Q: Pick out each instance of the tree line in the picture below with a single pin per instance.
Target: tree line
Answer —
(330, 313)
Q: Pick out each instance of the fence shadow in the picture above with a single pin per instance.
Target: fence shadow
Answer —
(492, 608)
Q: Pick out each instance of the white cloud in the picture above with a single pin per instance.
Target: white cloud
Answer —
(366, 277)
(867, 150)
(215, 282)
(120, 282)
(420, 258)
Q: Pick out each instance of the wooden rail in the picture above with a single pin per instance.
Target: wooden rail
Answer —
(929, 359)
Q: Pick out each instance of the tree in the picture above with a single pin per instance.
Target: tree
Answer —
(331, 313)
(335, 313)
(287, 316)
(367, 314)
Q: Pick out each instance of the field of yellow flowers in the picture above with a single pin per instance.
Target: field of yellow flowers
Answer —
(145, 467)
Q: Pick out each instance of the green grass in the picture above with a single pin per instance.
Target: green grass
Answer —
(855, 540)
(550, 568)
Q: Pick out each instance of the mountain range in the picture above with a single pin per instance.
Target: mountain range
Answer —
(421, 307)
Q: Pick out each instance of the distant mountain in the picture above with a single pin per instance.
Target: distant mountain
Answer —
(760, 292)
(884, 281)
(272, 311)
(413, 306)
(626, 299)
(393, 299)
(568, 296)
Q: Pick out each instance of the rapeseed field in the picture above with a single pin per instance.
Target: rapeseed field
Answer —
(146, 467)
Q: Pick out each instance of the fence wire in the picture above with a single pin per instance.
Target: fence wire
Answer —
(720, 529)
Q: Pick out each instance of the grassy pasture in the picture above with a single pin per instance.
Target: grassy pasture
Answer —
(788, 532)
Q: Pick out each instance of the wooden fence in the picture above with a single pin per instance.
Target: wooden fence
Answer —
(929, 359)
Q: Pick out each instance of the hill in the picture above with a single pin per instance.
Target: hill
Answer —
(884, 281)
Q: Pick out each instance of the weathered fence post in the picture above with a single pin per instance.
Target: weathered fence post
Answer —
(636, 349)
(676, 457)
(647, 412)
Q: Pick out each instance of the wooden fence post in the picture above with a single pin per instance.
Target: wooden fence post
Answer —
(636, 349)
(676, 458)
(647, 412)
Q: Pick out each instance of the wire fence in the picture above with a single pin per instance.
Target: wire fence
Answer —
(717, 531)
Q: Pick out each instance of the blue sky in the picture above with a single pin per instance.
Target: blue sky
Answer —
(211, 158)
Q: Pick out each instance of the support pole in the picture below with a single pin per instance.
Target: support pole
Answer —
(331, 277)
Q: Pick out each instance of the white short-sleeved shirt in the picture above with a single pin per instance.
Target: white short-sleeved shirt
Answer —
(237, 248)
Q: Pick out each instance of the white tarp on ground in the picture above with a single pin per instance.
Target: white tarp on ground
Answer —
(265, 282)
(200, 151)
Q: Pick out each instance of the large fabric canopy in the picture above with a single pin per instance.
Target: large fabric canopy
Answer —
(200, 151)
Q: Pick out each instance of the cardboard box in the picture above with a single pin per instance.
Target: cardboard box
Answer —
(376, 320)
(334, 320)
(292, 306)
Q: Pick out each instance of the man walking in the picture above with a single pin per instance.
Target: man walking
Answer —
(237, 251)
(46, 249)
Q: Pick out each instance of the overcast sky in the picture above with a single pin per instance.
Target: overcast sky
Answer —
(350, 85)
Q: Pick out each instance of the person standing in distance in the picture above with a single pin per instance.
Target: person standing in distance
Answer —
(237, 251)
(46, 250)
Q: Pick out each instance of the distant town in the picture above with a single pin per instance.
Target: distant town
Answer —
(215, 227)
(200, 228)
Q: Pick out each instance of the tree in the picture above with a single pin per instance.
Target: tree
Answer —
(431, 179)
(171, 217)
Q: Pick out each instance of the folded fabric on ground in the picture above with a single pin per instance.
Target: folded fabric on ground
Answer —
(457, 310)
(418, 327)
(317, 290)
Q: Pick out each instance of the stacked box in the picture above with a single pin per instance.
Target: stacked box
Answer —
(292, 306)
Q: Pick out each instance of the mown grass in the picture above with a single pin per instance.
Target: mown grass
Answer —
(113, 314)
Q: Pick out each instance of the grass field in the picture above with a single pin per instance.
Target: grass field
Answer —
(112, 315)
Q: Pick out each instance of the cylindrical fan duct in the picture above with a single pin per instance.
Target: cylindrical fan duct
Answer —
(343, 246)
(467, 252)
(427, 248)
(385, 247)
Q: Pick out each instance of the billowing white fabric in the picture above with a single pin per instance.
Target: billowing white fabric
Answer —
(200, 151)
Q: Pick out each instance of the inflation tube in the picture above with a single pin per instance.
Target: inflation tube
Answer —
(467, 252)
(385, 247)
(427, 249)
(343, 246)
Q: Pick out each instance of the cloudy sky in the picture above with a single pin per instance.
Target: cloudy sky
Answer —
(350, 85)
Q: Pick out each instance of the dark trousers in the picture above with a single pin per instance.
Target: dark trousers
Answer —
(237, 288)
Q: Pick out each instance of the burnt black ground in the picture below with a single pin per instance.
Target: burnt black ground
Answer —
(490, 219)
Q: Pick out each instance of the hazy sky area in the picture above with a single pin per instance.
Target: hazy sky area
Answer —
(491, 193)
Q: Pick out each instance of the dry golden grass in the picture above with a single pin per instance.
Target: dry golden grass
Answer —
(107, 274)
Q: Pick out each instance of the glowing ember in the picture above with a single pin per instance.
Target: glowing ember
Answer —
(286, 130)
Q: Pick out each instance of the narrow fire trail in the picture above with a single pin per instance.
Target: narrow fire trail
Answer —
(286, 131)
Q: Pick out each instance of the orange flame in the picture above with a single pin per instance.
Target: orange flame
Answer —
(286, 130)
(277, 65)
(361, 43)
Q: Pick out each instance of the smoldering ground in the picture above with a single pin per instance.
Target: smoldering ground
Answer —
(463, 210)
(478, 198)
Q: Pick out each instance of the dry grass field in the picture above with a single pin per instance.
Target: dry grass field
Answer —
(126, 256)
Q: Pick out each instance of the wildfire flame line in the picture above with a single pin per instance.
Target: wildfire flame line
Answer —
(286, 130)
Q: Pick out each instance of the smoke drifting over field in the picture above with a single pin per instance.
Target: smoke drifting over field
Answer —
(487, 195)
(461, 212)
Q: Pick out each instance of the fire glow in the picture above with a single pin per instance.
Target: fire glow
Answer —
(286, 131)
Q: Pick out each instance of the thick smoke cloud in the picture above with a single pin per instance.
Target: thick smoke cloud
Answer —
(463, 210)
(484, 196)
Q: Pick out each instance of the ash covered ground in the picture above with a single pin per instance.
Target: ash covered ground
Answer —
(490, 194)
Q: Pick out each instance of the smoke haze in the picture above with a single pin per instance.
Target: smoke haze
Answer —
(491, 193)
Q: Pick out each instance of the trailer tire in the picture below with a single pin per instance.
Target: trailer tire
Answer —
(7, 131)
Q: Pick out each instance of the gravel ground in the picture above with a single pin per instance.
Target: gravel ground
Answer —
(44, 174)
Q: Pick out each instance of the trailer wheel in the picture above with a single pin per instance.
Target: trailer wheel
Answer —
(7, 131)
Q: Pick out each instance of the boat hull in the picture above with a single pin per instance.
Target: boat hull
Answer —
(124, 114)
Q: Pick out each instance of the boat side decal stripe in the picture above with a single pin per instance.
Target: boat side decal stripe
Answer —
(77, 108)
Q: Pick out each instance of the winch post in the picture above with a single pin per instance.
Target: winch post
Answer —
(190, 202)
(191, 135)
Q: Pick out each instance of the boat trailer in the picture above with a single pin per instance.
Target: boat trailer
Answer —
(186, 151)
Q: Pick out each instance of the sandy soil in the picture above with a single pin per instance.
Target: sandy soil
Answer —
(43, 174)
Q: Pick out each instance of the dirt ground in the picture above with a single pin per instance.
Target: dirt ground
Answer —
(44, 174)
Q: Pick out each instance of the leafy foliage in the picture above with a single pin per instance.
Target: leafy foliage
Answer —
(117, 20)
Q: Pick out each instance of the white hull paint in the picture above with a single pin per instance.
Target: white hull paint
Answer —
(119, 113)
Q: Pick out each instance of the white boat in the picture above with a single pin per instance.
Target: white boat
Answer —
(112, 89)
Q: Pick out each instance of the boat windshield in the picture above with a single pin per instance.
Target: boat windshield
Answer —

• _EXERCISE DETAILS_
Copy the records word for word, starting at the line that contains "Q: Pick out each instance of the sandy" and ending with the last line of the records, both included.

• _TASK RESULT_
Q: Pick out each instance of the sandy soil in the picture above with a single pin per instance.
Target: sandy soil
Answer —
(43, 174)
Q: Pick out each instance of the dirt ground in the picture above with a single pin per instance.
Target: dirt ground
Answer —
(44, 174)
Q: Pick out each instance of the leafy foliage in the picture above with a single pin per instance.
Target: leafy foliage
Answer —
(117, 20)
Q: Pick out each instance of the white hull paint in the picture above with a single pin per instance.
Target: white hull paint
Answer —
(119, 113)
Q: Pick out each instance of the white boat in the picture above with a single pin per instance.
Target: white boat
Answer —
(112, 89)
Q: Pick out each instance of the boat windshield in the picture above with a single pin per instance.
Target: boat windshield
Answer —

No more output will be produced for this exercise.